Beginning with the line containing "Please indicate the monitor screen, returning" and ending with the line containing "Target: white garage door", write out each line of the records below exactly; pictures and lines outside that range are left out.

(GIVEN INFORMATION Opens)

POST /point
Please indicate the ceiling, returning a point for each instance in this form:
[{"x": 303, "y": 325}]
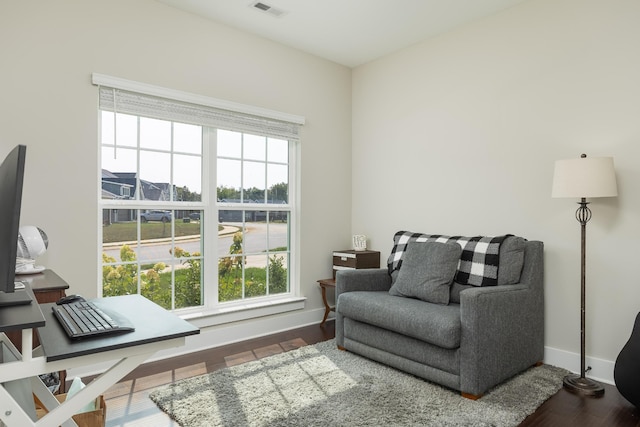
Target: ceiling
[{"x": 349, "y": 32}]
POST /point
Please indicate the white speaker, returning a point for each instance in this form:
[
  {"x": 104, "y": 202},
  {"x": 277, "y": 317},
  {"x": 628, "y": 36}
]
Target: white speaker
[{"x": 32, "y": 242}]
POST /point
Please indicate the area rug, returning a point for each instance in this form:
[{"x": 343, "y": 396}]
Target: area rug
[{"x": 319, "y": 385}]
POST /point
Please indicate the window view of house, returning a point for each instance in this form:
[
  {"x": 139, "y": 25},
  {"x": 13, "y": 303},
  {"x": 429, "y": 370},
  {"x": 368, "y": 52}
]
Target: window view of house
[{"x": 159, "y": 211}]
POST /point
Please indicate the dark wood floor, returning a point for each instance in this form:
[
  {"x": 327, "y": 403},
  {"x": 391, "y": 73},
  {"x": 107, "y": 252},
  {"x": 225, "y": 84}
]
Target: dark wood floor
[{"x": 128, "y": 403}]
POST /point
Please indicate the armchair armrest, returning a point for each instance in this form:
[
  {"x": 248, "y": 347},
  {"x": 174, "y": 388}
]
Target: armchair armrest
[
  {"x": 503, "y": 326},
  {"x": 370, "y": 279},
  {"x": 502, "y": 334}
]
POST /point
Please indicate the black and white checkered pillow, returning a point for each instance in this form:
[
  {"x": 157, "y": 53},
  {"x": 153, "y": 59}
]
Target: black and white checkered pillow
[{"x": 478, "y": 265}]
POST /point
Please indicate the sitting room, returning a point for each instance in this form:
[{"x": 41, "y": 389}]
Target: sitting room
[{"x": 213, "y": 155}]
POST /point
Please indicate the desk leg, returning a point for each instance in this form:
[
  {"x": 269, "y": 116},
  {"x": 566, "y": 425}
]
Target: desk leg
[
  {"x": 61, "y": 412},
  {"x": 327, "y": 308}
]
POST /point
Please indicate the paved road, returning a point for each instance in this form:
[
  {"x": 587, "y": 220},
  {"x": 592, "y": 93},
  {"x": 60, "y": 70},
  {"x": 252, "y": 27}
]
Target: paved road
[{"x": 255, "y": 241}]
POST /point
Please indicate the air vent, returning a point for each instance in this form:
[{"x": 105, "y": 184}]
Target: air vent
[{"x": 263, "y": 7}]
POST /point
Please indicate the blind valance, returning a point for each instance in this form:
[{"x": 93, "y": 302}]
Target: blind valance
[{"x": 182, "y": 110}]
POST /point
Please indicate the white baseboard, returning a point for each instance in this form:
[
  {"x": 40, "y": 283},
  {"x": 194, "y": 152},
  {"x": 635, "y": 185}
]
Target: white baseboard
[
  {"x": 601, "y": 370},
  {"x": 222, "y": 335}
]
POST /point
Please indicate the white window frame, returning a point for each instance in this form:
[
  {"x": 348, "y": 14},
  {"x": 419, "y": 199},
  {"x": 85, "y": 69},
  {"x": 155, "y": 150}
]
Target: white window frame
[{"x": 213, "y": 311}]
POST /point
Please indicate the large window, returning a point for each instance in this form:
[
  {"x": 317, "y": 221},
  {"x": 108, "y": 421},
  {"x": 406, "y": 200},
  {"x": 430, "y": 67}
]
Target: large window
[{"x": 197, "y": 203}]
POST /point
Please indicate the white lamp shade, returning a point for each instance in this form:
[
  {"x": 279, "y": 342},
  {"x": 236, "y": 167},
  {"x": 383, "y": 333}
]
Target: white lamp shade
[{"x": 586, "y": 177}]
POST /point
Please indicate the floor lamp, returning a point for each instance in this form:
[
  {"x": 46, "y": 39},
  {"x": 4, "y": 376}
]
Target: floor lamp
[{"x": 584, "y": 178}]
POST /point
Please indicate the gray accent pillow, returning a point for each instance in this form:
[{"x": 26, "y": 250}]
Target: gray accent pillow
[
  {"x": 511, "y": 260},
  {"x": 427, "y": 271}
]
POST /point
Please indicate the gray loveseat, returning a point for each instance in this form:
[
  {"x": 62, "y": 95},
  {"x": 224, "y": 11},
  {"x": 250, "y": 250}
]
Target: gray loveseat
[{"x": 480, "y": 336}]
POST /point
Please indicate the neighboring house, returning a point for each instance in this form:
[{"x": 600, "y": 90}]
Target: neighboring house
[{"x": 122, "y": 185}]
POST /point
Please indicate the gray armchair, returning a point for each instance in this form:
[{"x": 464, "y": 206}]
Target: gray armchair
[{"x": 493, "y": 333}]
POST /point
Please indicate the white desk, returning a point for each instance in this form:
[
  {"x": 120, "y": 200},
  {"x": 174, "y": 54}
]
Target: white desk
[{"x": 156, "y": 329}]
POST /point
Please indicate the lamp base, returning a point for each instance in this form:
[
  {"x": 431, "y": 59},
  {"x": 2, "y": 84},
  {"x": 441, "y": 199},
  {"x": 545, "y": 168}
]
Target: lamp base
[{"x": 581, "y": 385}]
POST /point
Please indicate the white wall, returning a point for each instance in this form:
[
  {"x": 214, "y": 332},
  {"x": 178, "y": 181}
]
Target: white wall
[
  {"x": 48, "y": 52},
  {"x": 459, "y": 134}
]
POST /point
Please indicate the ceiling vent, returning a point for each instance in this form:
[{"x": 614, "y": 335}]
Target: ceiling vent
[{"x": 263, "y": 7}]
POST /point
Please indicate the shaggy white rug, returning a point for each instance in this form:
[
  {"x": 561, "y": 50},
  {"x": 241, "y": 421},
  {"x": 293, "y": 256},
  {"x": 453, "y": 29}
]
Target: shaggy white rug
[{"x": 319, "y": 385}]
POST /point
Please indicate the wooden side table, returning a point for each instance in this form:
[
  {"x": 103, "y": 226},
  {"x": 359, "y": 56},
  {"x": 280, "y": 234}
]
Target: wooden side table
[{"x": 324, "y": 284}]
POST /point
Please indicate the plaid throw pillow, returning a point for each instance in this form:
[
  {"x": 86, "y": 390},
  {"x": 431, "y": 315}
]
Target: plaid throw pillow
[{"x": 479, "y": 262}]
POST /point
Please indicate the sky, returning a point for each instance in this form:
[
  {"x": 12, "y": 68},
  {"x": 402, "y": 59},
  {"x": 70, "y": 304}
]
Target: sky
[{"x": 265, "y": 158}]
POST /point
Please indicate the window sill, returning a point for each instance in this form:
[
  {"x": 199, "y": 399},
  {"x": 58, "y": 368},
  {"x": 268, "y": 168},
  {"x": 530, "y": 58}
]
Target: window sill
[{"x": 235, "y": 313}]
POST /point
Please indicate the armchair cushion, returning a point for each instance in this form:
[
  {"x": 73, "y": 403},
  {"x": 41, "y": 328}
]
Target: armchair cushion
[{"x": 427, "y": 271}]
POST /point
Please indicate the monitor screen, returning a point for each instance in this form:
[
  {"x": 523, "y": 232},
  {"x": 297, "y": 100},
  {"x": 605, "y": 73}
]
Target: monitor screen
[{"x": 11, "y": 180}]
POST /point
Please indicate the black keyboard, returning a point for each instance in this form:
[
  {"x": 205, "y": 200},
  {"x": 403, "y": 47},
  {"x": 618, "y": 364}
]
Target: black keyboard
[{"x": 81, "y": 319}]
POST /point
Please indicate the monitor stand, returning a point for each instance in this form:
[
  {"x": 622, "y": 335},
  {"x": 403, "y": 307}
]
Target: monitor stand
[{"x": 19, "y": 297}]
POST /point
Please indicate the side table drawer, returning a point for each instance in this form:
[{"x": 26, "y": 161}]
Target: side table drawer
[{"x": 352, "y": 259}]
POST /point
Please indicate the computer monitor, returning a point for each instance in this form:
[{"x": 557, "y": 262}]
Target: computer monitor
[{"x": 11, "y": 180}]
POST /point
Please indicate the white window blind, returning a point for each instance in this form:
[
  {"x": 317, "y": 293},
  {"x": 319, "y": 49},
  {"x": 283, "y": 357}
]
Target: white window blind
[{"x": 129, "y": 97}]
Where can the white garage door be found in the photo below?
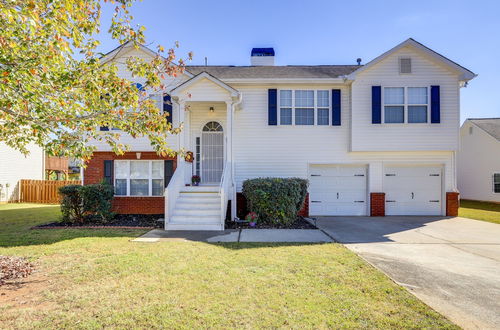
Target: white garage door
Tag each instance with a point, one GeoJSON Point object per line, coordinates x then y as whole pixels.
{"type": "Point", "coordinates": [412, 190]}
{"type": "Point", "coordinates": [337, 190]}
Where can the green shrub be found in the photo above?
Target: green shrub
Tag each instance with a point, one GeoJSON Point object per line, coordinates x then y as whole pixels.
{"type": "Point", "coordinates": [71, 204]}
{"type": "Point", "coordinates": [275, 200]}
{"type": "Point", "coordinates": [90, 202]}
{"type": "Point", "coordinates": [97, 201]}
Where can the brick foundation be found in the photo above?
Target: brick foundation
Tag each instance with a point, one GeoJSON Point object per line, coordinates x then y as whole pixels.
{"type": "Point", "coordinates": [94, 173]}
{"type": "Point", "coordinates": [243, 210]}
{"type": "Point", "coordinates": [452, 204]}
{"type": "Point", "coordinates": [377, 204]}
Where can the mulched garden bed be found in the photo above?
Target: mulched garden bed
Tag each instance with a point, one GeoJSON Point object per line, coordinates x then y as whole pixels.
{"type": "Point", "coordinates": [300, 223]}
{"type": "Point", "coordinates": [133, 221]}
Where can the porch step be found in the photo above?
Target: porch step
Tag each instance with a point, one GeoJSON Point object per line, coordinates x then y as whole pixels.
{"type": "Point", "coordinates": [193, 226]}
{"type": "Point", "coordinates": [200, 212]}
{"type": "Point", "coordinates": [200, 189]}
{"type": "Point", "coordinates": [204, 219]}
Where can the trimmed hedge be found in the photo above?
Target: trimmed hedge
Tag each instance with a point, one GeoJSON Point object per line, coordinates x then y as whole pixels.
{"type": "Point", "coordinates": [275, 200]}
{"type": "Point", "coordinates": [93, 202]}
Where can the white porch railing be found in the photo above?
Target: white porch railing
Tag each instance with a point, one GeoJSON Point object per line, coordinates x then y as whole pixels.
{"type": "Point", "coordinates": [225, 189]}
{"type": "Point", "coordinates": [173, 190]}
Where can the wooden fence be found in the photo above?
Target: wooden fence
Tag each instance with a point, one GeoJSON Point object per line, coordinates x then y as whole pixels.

(GIVEN INFORMATION Closes)

→ RESPONSE AREA:
Please indicate the monitor screen, returning a point for each instance in this form:
[
  {"x": 523, "y": 232},
  {"x": 297, "y": 100},
  {"x": 605, "y": 73}
]
Target: monitor screen
[{"x": 11, "y": 180}]
POST /point
Please indicate the black keyboard, returning a point for each instance in this form:
[
  {"x": 205, "y": 200},
  {"x": 403, "y": 47},
  {"x": 618, "y": 364}
]
Target: black keyboard
[{"x": 81, "y": 319}]
POST /point
Please indicate the monitor stand, returning a point for each instance in this form:
[
  {"x": 622, "y": 335},
  {"x": 403, "y": 307}
]
Target: monitor stand
[{"x": 19, "y": 297}]
POST /point
Please indicate the side table drawer, returning a point for each instance in this form:
[{"x": 26, "y": 161}]
Target: side table drawer
[{"x": 352, "y": 259}]
POST /point
Please indicate the computer monitor, returning a point for each instance in this form:
[{"x": 557, "y": 262}]
Target: computer monitor
[{"x": 11, "y": 180}]
POST /point
Please indicate the white window blind, returning a point for each instance in this form:
[
  {"x": 317, "y": 293},
  {"x": 319, "y": 49},
  {"x": 283, "y": 357}
]
Target: white window blind
[{"x": 129, "y": 97}]
Where can the white garage door be found in the photo below?
Target: white garage door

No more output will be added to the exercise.